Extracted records

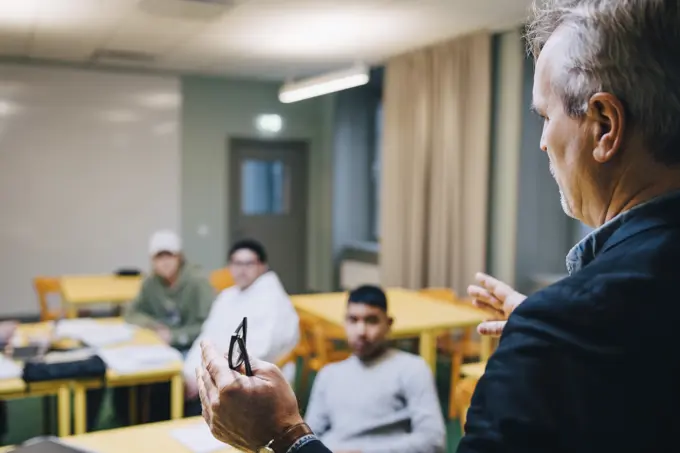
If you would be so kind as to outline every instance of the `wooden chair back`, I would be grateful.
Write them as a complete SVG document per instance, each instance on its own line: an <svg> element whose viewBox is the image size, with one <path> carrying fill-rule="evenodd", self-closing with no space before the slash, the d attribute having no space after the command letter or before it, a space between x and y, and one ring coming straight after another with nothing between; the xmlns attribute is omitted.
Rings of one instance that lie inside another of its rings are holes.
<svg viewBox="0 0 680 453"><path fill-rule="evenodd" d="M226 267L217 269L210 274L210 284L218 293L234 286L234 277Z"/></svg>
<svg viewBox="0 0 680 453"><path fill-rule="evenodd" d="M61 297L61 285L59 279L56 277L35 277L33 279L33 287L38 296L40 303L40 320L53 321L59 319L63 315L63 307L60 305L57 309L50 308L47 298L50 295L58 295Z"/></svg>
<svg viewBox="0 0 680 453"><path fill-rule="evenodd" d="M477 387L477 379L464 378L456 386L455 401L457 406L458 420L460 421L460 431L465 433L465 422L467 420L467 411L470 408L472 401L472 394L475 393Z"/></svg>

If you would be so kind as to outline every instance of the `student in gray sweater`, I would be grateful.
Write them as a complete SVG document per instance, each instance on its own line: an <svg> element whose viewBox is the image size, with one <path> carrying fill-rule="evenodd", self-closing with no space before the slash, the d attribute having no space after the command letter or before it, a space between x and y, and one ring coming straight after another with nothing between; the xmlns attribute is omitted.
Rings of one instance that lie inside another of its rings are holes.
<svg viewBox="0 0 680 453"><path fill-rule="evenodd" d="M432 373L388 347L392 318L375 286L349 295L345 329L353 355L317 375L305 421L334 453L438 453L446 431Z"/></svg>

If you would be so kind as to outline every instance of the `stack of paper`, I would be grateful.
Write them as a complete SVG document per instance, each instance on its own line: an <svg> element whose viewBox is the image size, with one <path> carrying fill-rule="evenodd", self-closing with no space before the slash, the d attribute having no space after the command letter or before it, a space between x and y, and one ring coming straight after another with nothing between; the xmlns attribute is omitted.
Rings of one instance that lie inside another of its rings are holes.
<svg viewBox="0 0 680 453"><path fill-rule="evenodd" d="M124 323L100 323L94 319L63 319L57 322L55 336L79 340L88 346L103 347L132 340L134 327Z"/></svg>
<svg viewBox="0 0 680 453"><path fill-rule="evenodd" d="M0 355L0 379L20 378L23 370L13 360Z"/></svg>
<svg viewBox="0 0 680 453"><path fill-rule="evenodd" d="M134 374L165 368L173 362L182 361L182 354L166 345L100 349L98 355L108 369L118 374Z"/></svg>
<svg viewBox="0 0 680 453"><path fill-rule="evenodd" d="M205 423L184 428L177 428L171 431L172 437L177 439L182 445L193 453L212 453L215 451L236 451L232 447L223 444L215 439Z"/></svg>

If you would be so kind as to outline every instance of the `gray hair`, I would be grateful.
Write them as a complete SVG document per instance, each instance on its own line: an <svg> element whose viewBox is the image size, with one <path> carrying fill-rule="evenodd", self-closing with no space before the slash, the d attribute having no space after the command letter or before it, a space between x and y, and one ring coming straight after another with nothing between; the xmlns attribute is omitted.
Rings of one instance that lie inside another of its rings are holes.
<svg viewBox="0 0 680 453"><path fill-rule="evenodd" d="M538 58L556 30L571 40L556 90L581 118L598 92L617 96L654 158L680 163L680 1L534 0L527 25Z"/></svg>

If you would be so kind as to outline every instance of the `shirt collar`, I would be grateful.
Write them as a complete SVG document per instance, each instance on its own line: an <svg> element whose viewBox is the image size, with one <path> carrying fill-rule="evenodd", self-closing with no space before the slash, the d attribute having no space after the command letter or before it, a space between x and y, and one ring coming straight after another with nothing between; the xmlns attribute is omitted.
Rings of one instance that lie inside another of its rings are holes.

→ ACTIVITY:
Leaving the pictures aside, give back all the records exactly as they are.

→ ANSWER TO THIS TASK:
If you would be so kind as to outline every instance of the `wooden chair back`, I would be grateful.
Write them as a complete SVG document per instance, each instance on its own line: an <svg> element whose viewBox is the image size, with one <path> carrying fill-rule="evenodd", self-closing with no space before the slash, the d attribute having no space after the command letter or before it, a space between x and y, and one ring coming straight after another with nothing between; the xmlns attribute is omitted.
Rings of one instance that lie inside another of its rings are holes.
<svg viewBox="0 0 680 453"><path fill-rule="evenodd" d="M226 267L217 269L210 274L210 284L218 293L234 286L234 277Z"/></svg>
<svg viewBox="0 0 680 453"><path fill-rule="evenodd" d="M61 297L61 285L59 279L56 277L35 277L33 279L33 287L38 296L40 303L40 320L53 321L59 319L63 315L63 307L60 305L57 309L50 308L47 298L50 295L58 295Z"/></svg>
<svg viewBox="0 0 680 453"><path fill-rule="evenodd" d="M477 387L477 379L464 378L456 386L455 401L457 406L458 420L460 421L460 431L465 433L465 422L467 420L467 411L470 408L472 401L472 394L475 393Z"/></svg>

If you would be so kind as to outline every instance of the `student in gray sweater`, I would be grateful.
Write them as a complete SVG document per instance, each instance on its own line: an <svg> element whose viewBox is the image size, with one <path> carrying fill-rule="evenodd", self-closing with no space before the slash, the d attribute having no space after the command letter or before it, a space between x and y, and one ring coming straight after another with nothing between; the xmlns attribute is omitted.
Rings of one instance that lie inside another of its rings are holes.
<svg viewBox="0 0 680 453"><path fill-rule="evenodd" d="M432 373L388 347L392 318L375 286L349 295L345 329L353 355L317 375L305 421L334 453L438 453L446 431Z"/></svg>

If you would be so kind as to outline every instance of the `stack of paper`, I would be grateful.
Write them as a complete SVG document per instance, each instance on its own line: an <svg> element whose viewBox is the image size, with one <path> carrying fill-rule="evenodd", self-closing with no space before the slash, the d attribute having no space after the command letter or before it, a space between x and y, and one ring coming straight after another with nothing between; the xmlns attribute is omitted.
Rings of one instance that lie inside another of its rings are holes.
<svg viewBox="0 0 680 453"><path fill-rule="evenodd" d="M124 323L100 323L94 319L63 319L57 322L55 336L79 340L88 346L103 347L132 340L134 327Z"/></svg>
<svg viewBox="0 0 680 453"><path fill-rule="evenodd" d="M0 355L0 379L20 378L23 370L13 360Z"/></svg>
<svg viewBox="0 0 680 453"><path fill-rule="evenodd" d="M134 374L165 368L173 362L182 361L182 354L166 345L100 349L98 355L108 369L118 374Z"/></svg>
<svg viewBox="0 0 680 453"><path fill-rule="evenodd" d="M205 423L184 428L177 428L171 431L172 437L177 439L182 445L193 453L212 453L215 451L236 451L232 447L223 444L215 439Z"/></svg>

If you would be so kind as to outline every instance of the `gray hair`, I would be grateful.
Write them as a complete SVG document per instance, each instance on its own line: an <svg> element whose viewBox is the image size, with one <path> carrying fill-rule="evenodd", self-closing with no space before the slash, the d attribute having no space after the command letter or before it, a space between x and y, and one ring coming straight after another with nothing between; the xmlns attribute is omitted.
Rings of one instance that lie inside another of its rings are holes.
<svg viewBox="0 0 680 453"><path fill-rule="evenodd" d="M538 58L556 30L571 40L556 90L581 118L598 92L617 96L654 158L680 163L680 1L534 0L527 25Z"/></svg>

If you would be so kind as to outline every instance of the `shirt collar`, I would be grateful.
Write them as a complete SVG document per instance, each instance on its own line: an <svg> element whose viewBox is the image size, with one <path> carrying fill-rule="evenodd", self-closing with no space before the slash, the d attribute having no space after the command letter or before it, a space between x and y, and one ring coming straight after another with nothing between; the xmlns attribute is omitted.
Rings of one instance that lie inside another of its rings are holes.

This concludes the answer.